## EXERCISES TO COMPLETE
[a] In the Yom Ha'atzmaut piece, what English name is given for the Gesher Hametarim?
[b] Please reproduce the Yom Ha'atzmaut piece starting at "And so this" and ending at "in earlier decades.", swapping "Australians" for "visitors from abroad".
[c] Resume the Yom Ha'atzmaut piece on Jerusalem from the point where it stops.

## TEXT BLOCK

Sichat Yosef

Yom Ha’atzmaut 5782– A view from Yerushalayim

“Simchu et Yerushalayim v’gilu vah kol ohave’ha. – Rejoice with Yerushalayim and exult in it, all those who love her.” - Isaiah 66:10

Jerusalem light rail
Jerusalem light rail

Why is Yom Ha’atzmaut this year different? Because after some two years of “Galut Corona” – exile from our land owing to the coronavirus, we are finally able to return to our land.

And so this year I, as well as many other Australians, can again celebrate – in Yerushalayim, our holy capital city.

But as I move around a city I thought I knew so well, I have a strange feeling.

For it is a city which has been subject to unbelievable change since I was last here over two years ago – and very different from the city I knew in earlier decades.

Construction, construction, construction, summarises the contemporary reality of the city for which we all yearn. It is indeed historic but by no means static.

If one enters the city under the famous Gesher Hametarim – the String Bridge one is confronted with a massive construction site spanning acres of land.  Where once a parking lot for buses stood in the midst of underutilised prime real estate, a whole new suburb is rising before one’s eyes.

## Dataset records
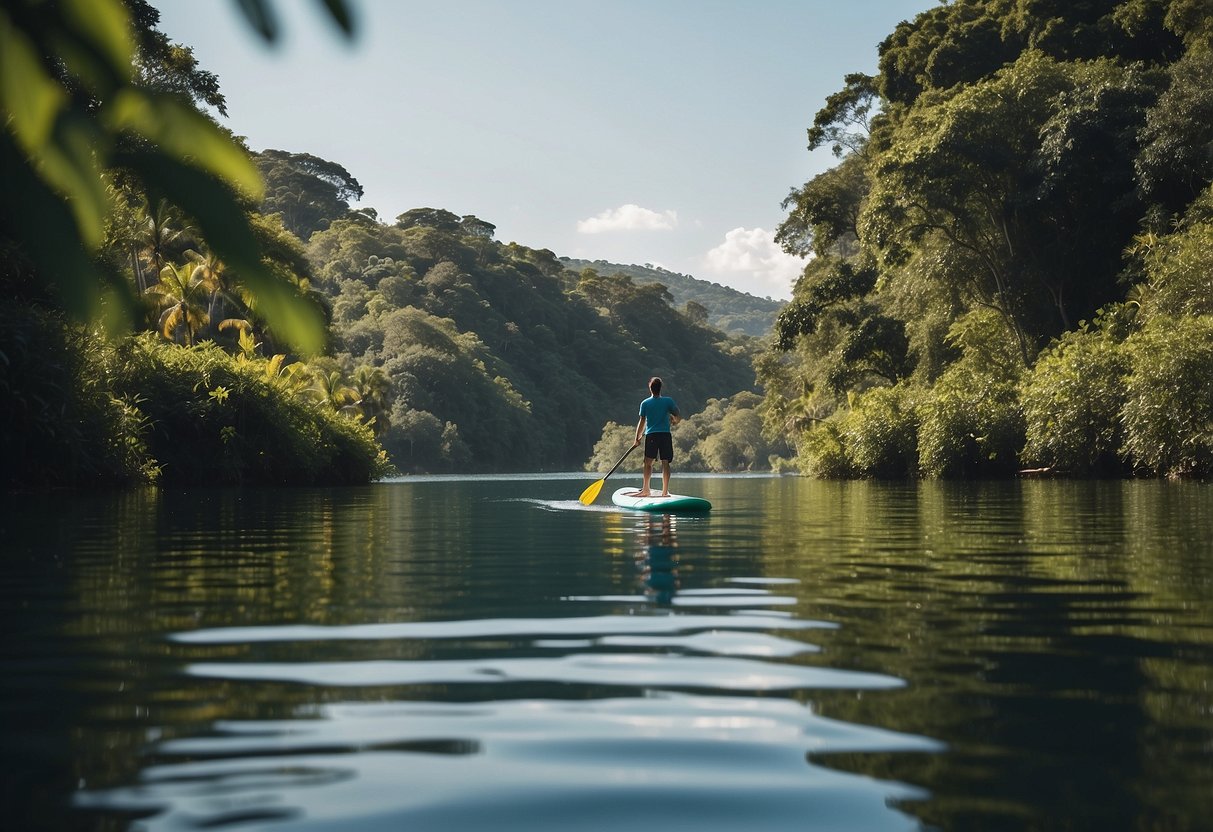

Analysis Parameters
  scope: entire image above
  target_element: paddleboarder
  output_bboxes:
[632,376,682,497]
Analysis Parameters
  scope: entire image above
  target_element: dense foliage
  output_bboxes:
[756,0,1213,477]
[307,209,753,471]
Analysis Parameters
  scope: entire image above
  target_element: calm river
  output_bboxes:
[0,475,1213,832]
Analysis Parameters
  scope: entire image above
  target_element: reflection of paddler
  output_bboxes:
[636,514,678,604]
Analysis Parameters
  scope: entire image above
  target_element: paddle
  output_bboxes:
[581,445,636,506]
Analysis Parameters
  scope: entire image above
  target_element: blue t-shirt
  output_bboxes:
[640,395,678,434]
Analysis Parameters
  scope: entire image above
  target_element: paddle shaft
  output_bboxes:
[603,445,636,483]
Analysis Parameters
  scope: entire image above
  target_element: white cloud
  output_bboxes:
[704,228,804,300]
[577,204,678,234]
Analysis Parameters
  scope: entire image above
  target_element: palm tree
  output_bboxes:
[147,263,212,347]
[131,199,194,292]
[354,364,392,437]
[311,370,359,416]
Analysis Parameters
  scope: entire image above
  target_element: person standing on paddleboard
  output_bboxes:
[632,376,682,497]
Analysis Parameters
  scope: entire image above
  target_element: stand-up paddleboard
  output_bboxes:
[610,485,712,512]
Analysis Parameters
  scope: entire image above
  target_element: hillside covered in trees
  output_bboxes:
[300,209,753,471]
[0,0,754,488]
[757,0,1213,477]
[560,257,784,338]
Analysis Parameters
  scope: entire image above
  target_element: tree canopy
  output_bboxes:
[757,0,1213,475]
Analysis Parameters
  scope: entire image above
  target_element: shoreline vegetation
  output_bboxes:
[0,0,1213,489]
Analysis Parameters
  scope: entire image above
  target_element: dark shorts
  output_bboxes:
[644,432,674,462]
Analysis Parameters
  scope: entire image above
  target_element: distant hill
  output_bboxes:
[560,257,784,337]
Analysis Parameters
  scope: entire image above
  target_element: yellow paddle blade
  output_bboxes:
[581,477,607,506]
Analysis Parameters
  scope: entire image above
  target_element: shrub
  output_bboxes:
[1021,326,1129,475]
[841,384,918,478]
[1123,315,1213,477]
[0,304,155,489]
[799,426,855,479]
[918,367,1024,477]
[114,335,388,485]
[918,309,1024,477]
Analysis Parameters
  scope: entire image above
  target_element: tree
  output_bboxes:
[0,0,351,351]
[255,150,363,241]
[147,263,216,347]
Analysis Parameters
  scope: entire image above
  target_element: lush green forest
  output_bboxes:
[0,0,765,488]
[757,0,1213,477]
[0,0,1213,488]
[560,257,784,338]
[294,204,756,471]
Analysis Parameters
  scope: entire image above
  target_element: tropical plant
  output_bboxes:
[147,263,217,347]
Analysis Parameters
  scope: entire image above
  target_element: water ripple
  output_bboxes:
[167,616,837,644]
[186,654,905,691]
[76,695,941,832]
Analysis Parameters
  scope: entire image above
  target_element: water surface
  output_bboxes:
[0,477,1213,831]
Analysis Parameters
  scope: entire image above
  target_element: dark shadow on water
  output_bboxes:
[634,514,679,606]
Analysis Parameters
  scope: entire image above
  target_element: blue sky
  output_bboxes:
[153,0,938,298]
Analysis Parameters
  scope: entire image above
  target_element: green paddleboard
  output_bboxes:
[610,486,712,512]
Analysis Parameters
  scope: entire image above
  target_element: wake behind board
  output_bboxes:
[610,486,712,512]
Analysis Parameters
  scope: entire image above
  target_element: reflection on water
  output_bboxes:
[636,514,678,604]
[0,478,1213,830]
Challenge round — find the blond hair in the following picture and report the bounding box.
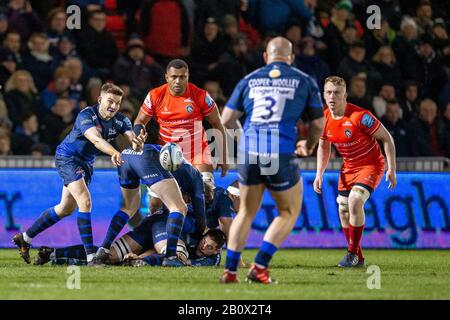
[324,76,347,88]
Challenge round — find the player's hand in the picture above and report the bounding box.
[131,129,147,152]
[313,175,323,194]
[217,163,230,177]
[111,152,124,167]
[386,169,397,190]
[295,140,312,157]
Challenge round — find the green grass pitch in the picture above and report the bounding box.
[0,249,450,300]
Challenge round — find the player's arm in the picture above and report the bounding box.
[133,92,154,135]
[123,128,147,152]
[373,124,397,190]
[205,106,228,177]
[313,139,331,193]
[84,127,123,166]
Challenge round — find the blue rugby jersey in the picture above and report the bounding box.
[226,62,323,154]
[56,105,132,164]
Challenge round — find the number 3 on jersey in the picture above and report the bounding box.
[249,87,295,123]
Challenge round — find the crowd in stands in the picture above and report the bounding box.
[0,0,450,158]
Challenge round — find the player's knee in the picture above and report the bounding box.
[336,195,348,215]
[348,187,370,211]
[78,197,92,212]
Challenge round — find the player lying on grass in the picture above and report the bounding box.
[34,206,226,266]
[314,77,397,267]
[97,144,206,266]
[13,83,146,265]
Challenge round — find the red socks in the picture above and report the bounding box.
[342,224,364,261]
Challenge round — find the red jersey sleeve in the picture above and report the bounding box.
[357,111,381,136]
[198,90,217,117]
[141,91,155,117]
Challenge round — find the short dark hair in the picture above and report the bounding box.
[204,229,227,248]
[101,83,123,97]
[166,59,189,72]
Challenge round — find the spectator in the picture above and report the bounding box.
[190,17,227,83]
[5,70,41,126]
[405,35,447,100]
[0,12,8,43]
[393,16,419,74]
[415,0,433,35]
[41,67,73,113]
[372,83,397,118]
[31,143,51,157]
[215,34,253,97]
[347,76,375,113]
[364,17,397,57]
[203,80,227,112]
[0,31,24,85]
[283,19,302,55]
[401,81,419,121]
[336,42,381,94]
[47,7,70,51]
[222,14,239,48]
[372,46,403,93]
[195,0,244,34]
[41,97,75,153]
[381,100,410,157]
[0,128,12,156]
[431,18,450,55]
[63,57,87,101]
[12,112,40,155]
[113,38,164,101]
[443,102,450,159]
[295,37,331,88]
[84,78,103,106]
[8,0,44,41]
[24,33,58,91]
[53,36,78,64]
[410,99,448,157]
[77,10,118,80]
[140,0,191,66]
[244,0,314,34]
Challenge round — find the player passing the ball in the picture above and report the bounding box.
[314,76,397,268]
[13,83,147,265]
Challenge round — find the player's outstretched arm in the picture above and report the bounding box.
[124,128,147,152]
[373,125,397,190]
[205,107,228,177]
[84,127,123,166]
[313,139,331,193]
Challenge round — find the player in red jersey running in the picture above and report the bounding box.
[134,59,228,176]
[314,76,397,267]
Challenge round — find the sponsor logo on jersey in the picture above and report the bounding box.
[269,69,281,78]
[344,129,352,138]
[361,113,375,129]
[205,94,214,108]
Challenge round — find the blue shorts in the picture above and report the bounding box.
[237,154,300,191]
[127,212,195,250]
[117,145,173,189]
[55,154,94,187]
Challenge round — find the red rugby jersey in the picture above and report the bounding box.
[320,103,385,167]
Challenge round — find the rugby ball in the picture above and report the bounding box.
[159,142,184,171]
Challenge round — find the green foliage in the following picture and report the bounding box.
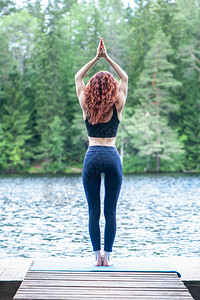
[0,0,200,172]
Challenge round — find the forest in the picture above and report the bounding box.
[0,0,200,174]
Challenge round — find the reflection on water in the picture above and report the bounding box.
[0,174,200,258]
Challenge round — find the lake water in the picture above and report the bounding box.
[0,174,200,258]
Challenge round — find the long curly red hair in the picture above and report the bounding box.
[84,71,118,125]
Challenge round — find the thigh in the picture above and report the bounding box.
[82,155,101,212]
[104,153,122,211]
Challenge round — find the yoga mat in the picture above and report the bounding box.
[30,257,181,277]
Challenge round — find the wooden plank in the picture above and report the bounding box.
[13,271,193,300]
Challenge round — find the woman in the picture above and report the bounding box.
[75,39,128,266]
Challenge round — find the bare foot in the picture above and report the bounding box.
[102,257,113,267]
[93,258,103,267]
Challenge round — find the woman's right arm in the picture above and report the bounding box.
[105,55,128,112]
[101,39,128,111]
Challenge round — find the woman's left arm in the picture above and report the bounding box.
[75,56,99,108]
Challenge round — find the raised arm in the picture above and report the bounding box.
[75,56,99,109]
[75,42,102,109]
[98,40,128,110]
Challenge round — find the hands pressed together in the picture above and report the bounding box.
[96,38,108,59]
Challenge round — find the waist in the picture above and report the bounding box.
[87,145,118,153]
[88,136,116,147]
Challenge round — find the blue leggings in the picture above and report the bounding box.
[82,146,122,252]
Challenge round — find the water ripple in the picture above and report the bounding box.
[0,174,200,257]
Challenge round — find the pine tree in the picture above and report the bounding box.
[177,0,200,170]
[1,68,32,172]
[133,30,183,172]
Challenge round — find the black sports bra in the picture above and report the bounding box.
[85,107,120,138]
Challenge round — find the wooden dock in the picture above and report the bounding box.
[13,270,193,300]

## LIST OF ANSWERS
[a] The String Bridge.

[b]
And so this year I, as well as many other visitors from abroad, can again celebrate – in Yerushalayim, our holy capital city.

But as I move around a city I thought I knew so well, I have a strange feeling.

For it is a city which has been subject to unbelievable change since I was last here over two years ago – and very different from the city I knew in earlier decades.

[c]
A public transport modal interchange incorporating the central bus station, the terminus of the railway line from Tel Aviv and the rest of Israel, as well as the light rail system currently subject to significant expansion, will sit amidst massive high rise buildings providing office space, retail premises and housing units – and be serviced by a 1500-space underground car park.

All this work currently creates major traffic congestion in a city already suffering the impact of more cars than its roads were designed for. But the intention is that with the extra 28 kilometres of light rail serving the university and Shaarei Chessed hospital as well as extending to further suburbs such as Pisgat Ze’ev and Hadassah hospital, the already existent tendency to utilise the light rail rather than drive to the centre will be given further impetus thereby reducing congestion.

But works in the city itself aside, even before arriving in Yerushalayim from Highway One the impact of change is obvious. What I first knew as a narrow winding road now has four lanes in each direction while a series of newly constructed tunnels and bridges mean that traffic that would have otherwise caused congestion on entering the city before turning to its destination, can now move directly towards its destination in various parts of the city without the burden of street crossings and traffic lights etc. And bridges and tunnels similar to those that have straightened curves and levelled gradients on the main highway to Yerushalayim also provide a direct connection to the city centre from the alternative access highway as well as to the crosstown arterial named after Menachem Begin that is now extended to Gilo and beyond towards the Gush Etzion area.

Sadly though the once scenic railway route that wound its way through the Judean hills is now viewless through a series of tunnels. The cost of progress!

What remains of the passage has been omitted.